STORED ROWS:
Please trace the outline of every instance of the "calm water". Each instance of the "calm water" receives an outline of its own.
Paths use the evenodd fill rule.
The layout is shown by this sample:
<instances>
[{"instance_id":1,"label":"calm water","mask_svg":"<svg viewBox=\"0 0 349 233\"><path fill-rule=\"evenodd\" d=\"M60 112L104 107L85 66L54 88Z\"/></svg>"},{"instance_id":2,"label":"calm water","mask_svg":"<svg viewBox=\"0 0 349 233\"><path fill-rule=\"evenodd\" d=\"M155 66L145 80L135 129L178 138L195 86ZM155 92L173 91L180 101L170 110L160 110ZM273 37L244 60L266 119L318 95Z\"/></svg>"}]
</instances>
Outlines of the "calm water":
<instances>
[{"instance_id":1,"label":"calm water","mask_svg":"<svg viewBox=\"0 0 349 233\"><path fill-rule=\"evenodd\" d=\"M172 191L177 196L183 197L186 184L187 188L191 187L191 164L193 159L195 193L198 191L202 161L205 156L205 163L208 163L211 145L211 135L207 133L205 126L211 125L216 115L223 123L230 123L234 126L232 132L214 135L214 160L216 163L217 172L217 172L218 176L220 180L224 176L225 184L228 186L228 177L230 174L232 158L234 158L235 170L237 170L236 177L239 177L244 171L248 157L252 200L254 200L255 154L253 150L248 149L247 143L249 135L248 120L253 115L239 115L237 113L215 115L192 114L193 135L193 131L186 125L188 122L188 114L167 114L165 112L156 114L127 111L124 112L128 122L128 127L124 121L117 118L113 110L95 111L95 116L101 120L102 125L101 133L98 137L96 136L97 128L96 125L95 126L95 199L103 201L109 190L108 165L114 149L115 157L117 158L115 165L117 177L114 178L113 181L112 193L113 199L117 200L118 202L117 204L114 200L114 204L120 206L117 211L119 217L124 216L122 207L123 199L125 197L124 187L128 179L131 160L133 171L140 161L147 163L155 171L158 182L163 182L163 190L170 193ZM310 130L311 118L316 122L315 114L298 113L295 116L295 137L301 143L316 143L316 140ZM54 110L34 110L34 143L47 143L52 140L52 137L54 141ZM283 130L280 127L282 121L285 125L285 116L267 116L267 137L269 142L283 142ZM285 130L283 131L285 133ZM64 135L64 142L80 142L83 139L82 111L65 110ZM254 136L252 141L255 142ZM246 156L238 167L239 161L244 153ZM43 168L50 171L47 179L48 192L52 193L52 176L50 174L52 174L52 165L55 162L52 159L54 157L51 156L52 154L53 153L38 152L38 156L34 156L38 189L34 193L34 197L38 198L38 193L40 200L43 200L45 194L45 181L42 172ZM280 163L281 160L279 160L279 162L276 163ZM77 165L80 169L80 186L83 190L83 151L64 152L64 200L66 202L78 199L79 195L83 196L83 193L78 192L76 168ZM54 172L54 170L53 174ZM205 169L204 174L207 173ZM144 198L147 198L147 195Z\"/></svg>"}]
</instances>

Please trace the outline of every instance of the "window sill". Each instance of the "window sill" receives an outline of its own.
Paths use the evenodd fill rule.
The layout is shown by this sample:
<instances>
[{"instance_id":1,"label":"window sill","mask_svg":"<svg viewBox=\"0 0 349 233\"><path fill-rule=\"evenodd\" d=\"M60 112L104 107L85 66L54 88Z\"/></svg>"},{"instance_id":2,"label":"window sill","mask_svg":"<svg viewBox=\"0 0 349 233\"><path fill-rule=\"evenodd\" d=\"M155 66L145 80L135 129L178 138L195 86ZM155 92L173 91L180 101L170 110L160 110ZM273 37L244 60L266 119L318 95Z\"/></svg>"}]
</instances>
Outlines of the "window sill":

WRITTEN TASK: Locate each line of the records above that contains the string "Outlines", and copy every such line in full. The match is case-sensitive.

TASK RESPONSE:
Outlines of the "calm water":
Outlines of the "window sill":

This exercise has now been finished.